> **Problem statement**
Write out all of the data without omission, exactly as shown.

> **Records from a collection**
######
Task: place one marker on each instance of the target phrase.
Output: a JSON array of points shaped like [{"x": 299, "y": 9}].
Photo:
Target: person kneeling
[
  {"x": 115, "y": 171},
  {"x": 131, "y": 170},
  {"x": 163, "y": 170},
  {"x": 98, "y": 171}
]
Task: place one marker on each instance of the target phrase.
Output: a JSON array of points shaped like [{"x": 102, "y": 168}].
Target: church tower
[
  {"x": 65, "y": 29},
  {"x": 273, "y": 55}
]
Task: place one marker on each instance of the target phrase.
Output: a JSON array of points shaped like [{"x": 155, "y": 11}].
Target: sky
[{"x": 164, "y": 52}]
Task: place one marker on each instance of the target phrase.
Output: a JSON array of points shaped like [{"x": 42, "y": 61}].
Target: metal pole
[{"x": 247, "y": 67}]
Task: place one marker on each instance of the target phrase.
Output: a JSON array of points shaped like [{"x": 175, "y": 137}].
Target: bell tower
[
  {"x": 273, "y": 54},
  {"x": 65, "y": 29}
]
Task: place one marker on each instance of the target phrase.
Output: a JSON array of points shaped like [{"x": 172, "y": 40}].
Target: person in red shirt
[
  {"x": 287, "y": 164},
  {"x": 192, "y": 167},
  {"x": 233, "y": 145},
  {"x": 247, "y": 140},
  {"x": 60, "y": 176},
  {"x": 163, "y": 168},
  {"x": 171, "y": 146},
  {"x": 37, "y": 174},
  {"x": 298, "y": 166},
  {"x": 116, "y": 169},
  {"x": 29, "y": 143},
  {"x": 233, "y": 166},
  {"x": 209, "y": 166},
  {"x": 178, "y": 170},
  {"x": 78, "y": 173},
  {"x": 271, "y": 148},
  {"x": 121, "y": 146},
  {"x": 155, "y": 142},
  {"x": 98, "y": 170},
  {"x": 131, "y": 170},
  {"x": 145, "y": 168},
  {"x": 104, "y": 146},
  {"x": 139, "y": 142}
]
######
> **Correct response**
Task: place one marker on each instance of the target phrase.
Output: a JSON array of points shaped like [{"x": 299, "y": 9}].
Photo:
Target: person kneeling
[
  {"x": 115, "y": 171},
  {"x": 131, "y": 170},
  {"x": 163, "y": 170},
  {"x": 98, "y": 171}
]
Task: place one marker on each instance of the target phrase.
Output: a JSON array of points shaped like [{"x": 102, "y": 168}].
Target: church tower
[
  {"x": 65, "y": 29},
  {"x": 273, "y": 55}
]
Task: place one marker on each instance of the target phrase.
Output: a JSON array of points shaped like [{"x": 155, "y": 11}].
Target: sky
[{"x": 164, "y": 52}]
Task: place one marker on each instance of the target phrase.
Output: a JSON array of points shaped like [{"x": 42, "y": 61}].
Target: metal pole
[{"x": 247, "y": 67}]
Task: place one marker on each instance of the target phrase.
Output: a JSON array of points shaped like [{"x": 175, "y": 137}].
Target: bell tower
[
  {"x": 273, "y": 54},
  {"x": 65, "y": 29}
]
Task: place one marker on each instance of the target phrase.
Output: a JSON array of points shaped like [{"x": 172, "y": 40}].
Target: person in red shirt
[
  {"x": 287, "y": 164},
  {"x": 192, "y": 167},
  {"x": 233, "y": 145},
  {"x": 247, "y": 140},
  {"x": 60, "y": 176},
  {"x": 163, "y": 168},
  {"x": 171, "y": 146},
  {"x": 37, "y": 174},
  {"x": 298, "y": 166},
  {"x": 116, "y": 169},
  {"x": 29, "y": 143},
  {"x": 233, "y": 166},
  {"x": 209, "y": 166},
  {"x": 178, "y": 170},
  {"x": 78, "y": 173},
  {"x": 271, "y": 148},
  {"x": 121, "y": 146},
  {"x": 155, "y": 142},
  {"x": 98, "y": 170},
  {"x": 131, "y": 170},
  {"x": 145, "y": 168},
  {"x": 104, "y": 146},
  {"x": 139, "y": 142}
]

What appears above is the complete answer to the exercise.